Passage for review ▸
==*==
What is the Pulmonary Circuit
Our body has two types of circulation to sustain life – pulmonary circulation and the systemic circulation. We’ll talk a little about both, but primarily focus on the functions of the pulmonary circulation.
The primary function of the pulmonary circuit is to transport deoxygenated blood to the lungs to absorb oxygen and release carbon dioxide.
Our circulation is quite a sophisticated set of highways and intersections that run through some major organs. One of those organs is the heart. The heart is our “pump”, which keeps the flow of traffic, our blood, moving in the right direction. Our lungs act as the gas station where gas exchange occurs and deoxygenated blood receives the oxygen it needs to then be returned back to our pump, the heart, and then eventually sent out to the rest of the body (the systemic circulation).
Think of the heart as having two sides, a right and a left. In each side, the heart has two chambers. On the right side of the heart, we have the right atrium and the right ventricle, and on the left side of the heart, we have the left atrium and the left ventricle. The right side of your heart is your pulmonary circuit pump, and the left side of your heart is your systemic circulatory pump.
==*==
Data for analysis ▸
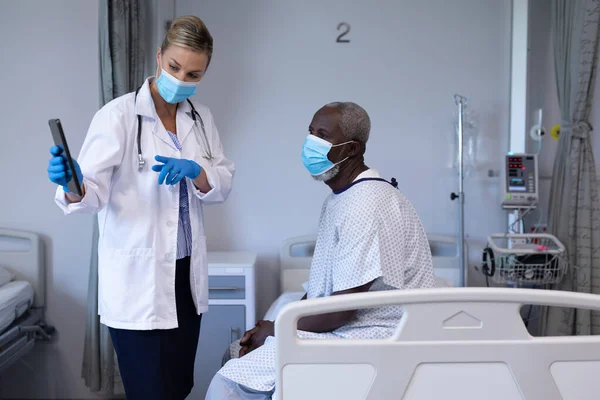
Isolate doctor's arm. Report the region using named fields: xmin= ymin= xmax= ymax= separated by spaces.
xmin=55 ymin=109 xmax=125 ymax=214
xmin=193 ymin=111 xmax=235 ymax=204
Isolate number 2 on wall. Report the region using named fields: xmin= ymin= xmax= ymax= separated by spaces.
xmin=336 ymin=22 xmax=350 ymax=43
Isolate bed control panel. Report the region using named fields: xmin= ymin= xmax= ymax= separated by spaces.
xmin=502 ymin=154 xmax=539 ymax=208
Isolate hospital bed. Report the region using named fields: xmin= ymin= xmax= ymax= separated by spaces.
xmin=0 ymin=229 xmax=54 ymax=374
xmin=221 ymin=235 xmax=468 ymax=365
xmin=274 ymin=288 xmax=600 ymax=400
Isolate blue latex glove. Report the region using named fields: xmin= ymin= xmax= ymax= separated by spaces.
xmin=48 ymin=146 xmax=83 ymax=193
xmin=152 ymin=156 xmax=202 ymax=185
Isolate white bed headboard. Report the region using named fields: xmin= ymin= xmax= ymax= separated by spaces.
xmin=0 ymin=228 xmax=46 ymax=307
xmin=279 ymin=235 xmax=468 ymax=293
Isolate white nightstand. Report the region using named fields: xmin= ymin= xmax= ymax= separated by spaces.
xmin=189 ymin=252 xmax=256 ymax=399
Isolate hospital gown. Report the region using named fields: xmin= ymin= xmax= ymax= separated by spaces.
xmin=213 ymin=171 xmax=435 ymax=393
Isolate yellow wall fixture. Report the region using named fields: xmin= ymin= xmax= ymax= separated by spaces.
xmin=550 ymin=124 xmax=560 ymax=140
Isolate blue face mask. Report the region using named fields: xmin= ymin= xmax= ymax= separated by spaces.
==*==
Apply what you read ▸
(a) List the four heart chambers named in the text on the pulmonary circuit.
(b) Print everything in the text on the pulmonary circuit from "What is the" down to "the pulmonary circulation.".

Outputs in order ▸
(a) right atrium, right ventricle, left atrium, left ventricle

(b)
What is the Pulmonary Circuit
Our body has two types of circulation to sustain life – pulmonary circulation and the systemic circulation. We’ll talk a little about both, but primarily focus on the functions of the pulmonary circulation.